DATASET ENTRIES —

····················

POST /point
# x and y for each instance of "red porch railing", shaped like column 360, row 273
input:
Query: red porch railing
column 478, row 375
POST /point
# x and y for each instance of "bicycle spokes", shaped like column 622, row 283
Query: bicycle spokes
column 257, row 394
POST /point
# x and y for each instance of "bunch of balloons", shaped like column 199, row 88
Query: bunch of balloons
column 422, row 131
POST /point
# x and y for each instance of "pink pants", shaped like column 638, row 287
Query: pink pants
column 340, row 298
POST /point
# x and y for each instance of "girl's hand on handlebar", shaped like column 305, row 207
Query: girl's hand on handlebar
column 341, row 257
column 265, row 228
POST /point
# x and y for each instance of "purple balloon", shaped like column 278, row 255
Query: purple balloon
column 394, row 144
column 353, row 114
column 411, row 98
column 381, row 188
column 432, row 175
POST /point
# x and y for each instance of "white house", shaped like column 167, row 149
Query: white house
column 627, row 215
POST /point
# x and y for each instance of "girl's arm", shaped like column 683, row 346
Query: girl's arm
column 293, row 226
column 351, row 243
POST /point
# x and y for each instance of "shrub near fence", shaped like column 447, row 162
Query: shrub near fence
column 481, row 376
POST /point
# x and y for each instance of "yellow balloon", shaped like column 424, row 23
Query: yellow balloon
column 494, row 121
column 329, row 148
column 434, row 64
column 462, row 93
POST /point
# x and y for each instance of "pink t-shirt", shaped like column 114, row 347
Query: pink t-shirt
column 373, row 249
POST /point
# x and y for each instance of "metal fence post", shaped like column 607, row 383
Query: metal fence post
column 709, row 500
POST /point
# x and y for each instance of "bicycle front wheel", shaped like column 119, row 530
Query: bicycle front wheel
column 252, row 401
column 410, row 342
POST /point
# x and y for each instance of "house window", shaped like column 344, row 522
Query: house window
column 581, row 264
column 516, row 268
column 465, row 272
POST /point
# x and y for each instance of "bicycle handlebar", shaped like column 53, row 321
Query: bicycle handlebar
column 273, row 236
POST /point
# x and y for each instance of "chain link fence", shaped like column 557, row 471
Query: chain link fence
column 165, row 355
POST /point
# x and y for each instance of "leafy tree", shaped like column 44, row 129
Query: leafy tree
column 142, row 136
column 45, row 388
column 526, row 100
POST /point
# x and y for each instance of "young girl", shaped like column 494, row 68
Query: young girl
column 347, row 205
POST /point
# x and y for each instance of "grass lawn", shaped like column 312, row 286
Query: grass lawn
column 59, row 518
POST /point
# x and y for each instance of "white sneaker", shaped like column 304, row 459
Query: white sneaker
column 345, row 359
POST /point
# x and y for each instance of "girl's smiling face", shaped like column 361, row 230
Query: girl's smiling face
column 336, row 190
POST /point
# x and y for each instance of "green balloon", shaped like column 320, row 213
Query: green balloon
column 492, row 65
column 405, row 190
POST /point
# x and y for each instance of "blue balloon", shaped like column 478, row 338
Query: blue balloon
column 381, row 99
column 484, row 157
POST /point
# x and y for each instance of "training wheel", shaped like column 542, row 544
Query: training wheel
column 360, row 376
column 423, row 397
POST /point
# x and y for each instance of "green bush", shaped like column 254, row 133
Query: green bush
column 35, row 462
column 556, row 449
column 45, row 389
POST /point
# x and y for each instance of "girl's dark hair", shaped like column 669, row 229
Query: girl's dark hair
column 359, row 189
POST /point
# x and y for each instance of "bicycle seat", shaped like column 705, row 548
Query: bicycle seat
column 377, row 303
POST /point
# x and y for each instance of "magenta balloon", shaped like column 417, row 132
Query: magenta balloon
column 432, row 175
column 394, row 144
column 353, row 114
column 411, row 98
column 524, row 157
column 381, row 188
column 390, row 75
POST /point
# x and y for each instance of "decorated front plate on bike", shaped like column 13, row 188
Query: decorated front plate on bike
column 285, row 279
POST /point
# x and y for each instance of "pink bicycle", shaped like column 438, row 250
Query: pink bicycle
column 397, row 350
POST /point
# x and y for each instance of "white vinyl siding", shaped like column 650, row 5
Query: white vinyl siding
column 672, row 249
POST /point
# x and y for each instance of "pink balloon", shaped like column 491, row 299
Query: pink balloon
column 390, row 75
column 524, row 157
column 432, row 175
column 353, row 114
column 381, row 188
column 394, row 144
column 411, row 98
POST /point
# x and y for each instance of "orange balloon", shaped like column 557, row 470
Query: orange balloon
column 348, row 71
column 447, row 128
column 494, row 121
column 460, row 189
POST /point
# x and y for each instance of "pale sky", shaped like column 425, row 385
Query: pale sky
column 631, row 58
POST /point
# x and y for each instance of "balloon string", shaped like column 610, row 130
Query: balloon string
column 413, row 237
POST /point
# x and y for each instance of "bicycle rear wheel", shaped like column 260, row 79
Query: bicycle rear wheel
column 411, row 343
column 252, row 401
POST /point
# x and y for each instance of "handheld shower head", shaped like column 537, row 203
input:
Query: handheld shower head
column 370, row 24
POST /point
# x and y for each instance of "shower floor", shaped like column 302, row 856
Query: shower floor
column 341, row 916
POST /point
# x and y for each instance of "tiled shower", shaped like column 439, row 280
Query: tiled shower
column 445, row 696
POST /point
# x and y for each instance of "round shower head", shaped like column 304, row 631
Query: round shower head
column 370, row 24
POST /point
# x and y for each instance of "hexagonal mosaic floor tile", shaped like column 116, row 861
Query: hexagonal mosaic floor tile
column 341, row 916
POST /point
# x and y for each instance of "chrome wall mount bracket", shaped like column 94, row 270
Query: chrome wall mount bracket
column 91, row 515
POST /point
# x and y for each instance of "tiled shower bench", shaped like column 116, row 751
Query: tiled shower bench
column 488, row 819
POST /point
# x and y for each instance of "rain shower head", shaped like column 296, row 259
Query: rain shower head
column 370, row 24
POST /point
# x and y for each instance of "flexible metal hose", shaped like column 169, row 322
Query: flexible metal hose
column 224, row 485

····················

THE REQUEST — Output the listing above word for word.

REPLY TO THE TASK —
POST /point
# x and y for each instance of "red porch railing", shaped like column 360, row 273
input:
Query: red porch railing
column 478, row 375
POST /point
# x and y for each instance of "bicycle spokes", shaped like column 622, row 283
Query: bicycle spokes
column 257, row 394
POST /point
# x and y for each instance of "bunch of balloons", shaped like column 199, row 88
Query: bunch of balloons
column 422, row 131
POST /point
# x and y for each instance of "pink pants", shaped like column 638, row 287
Query: pink pants
column 340, row 298
POST /point
# x and y for each instance of "girl's hand on handlebar", shaped like column 305, row 207
Query: girl's hand on handlebar
column 341, row 257
column 265, row 228
POST /point
# x and y for each instance of "purple balloon", shaped like column 278, row 255
Query: purple balloon
column 394, row 144
column 353, row 114
column 411, row 98
column 381, row 188
column 432, row 175
POST /point
# x and y for each instance of "white house", shaped like column 167, row 149
Query: white house
column 627, row 215
POST /point
# x and y for each instance of "girl's arm", shaped like column 683, row 346
Query: girl's arm
column 293, row 226
column 351, row 243
POST /point
# x and y for each instance of "shrub near fence", shaped like column 447, row 162
Query: shrub near fence
column 481, row 376
POST /point
# x and y for each instance of "yellow balloon", shaped like column 424, row 23
Query: yellow balloon
column 494, row 121
column 329, row 148
column 434, row 64
column 462, row 93
POST /point
# x and y for each instance of "pink t-shirt", shaped like column 114, row 347
Query: pink t-shirt
column 373, row 249
POST /point
# x and y for each instance of "metal fence post", shaped like column 607, row 383
Query: metal fence post
column 709, row 500
POST /point
# x and y for each instance of "bicycle front wheel", shaped like column 119, row 530
Query: bicycle front wheel
column 252, row 401
column 410, row 342
POST /point
# x and y for each instance of "house window", shaped like column 344, row 522
Query: house window
column 581, row 264
column 516, row 268
column 465, row 272
POST /point
# x and y for each instance of "bicycle handlebar", shaped like column 53, row 321
Query: bicycle handlebar
column 273, row 236
POST /point
# x and y for each instance of "chain link fence", shaped like column 557, row 471
Query: chain link fence
column 165, row 355
POST /point
# x and y for each instance of "leafy tree", shaped like column 44, row 129
Query: leafy tree
column 142, row 136
column 45, row 388
column 526, row 100
POST /point
# x and y for each instance of "young girl", shaped like column 494, row 68
Query: young girl
column 347, row 205
POST /point
# x and y for each instance of "grass lawn", shaped like column 312, row 286
Query: grass lawn
column 59, row 518
POST /point
# x and y for each instance of "white sneaker", shaped like column 304, row 459
Query: white sneaker
column 345, row 359
POST /point
# x and y for each instance of "girl's smiling face", shaped like column 361, row 230
Query: girl's smiling face
column 336, row 190
POST /point
# x and y for each instance of "green balloon", shaped like column 320, row 213
Query: green balloon
column 492, row 65
column 405, row 190
POST /point
# x and y for each instance of "blue balloon", shaped like column 478, row 338
Query: blue balloon
column 381, row 99
column 484, row 157
POST /point
# x and y for each instance of "training wheel", shaped like column 542, row 544
Query: training wheel
column 360, row 376
column 423, row 397
POST /point
# x and y for each instance of "green bush", shaped like column 254, row 133
Query: green bush
column 35, row 462
column 556, row 449
column 45, row 389
POST /point
# x and y for each instance of "girl's dark hair", shaped like column 669, row 229
Query: girl's dark hair
column 359, row 189
POST /point
# x and y for each instance of "bicycle seat", shaped like column 705, row 548
Query: bicycle seat
column 377, row 303
POST /point
# x and y for each instance of "magenta balloon", shaped like column 417, row 132
Query: magenta balloon
column 432, row 175
column 394, row 144
column 353, row 114
column 411, row 98
column 524, row 157
column 381, row 188
column 390, row 75
POST /point
# x and y for each instance of "decorated front plate on bike", shaped like column 13, row 188
Query: decorated front plate on bike
column 285, row 279
POST /point
# x and y for each instance of "pink bicycle", shaped like column 438, row 250
Query: pink bicycle
column 397, row 350
POST /point
# x and y for each instance of "white vinyl siding", shaped like column 650, row 5
Query: white vinyl siding
column 672, row 249
POST /point
# x and y for each instance of "pink balloon", shaped like column 491, row 299
Query: pink balloon
column 390, row 75
column 524, row 157
column 432, row 175
column 353, row 114
column 381, row 188
column 394, row 144
column 411, row 98
POST /point
# x and y for each instance of "orange balloon", shaped like column 557, row 470
Query: orange balloon
column 348, row 71
column 447, row 128
column 494, row 121
column 460, row 189
POST /point
# x and y for each instance of "pale sky", shaped like column 425, row 385
Query: pale sky
column 631, row 58
POST /point
# x and y for each instance of "balloon string", shaped like column 610, row 130
Query: balloon string
column 413, row 237
POST /point
# x and y for each instance of "bicycle rear wheel", shaped like column 260, row 79
Query: bicycle rear wheel
column 411, row 343
column 252, row 401
POST /point
# x and y for each instance of "handheld shower head", shaped like column 537, row 203
input:
Query: handheld shower head
column 370, row 24
POST /point
# x and y for each instance of "shower floor", shaped like column 302, row 856
Query: shower floor
column 341, row 916
POST /point
# x and y for each instance of "tiled shower", shaped like column 439, row 280
Query: tiled shower
column 445, row 696
POST /point
# x and y for each instance of "round shower head", shaped like column 304, row 631
Query: round shower head
column 370, row 24
POST /point
# x and y for each instance of "hexagonal mosaic floor tile", shaped like column 116, row 861
Query: hexagonal mosaic floor tile
column 341, row 916
POST /point
# x and y for each instance of "chrome wall mount bracket", shaped like column 94, row 270
Query: chrome wall mount bracket
column 91, row 515
POST /point
# x and y for each instance of "tiled shower bench", shaped like column 116, row 751
Query: tiled shower bench
column 488, row 819
POST /point
# x and y for each instance of "rain shower head", shaped like column 296, row 259
Query: rain shower head
column 370, row 24
POST /point
# x and y for each instance of "flexible metal hose", shaped like column 169, row 322
Query: flexible metal hose
column 224, row 485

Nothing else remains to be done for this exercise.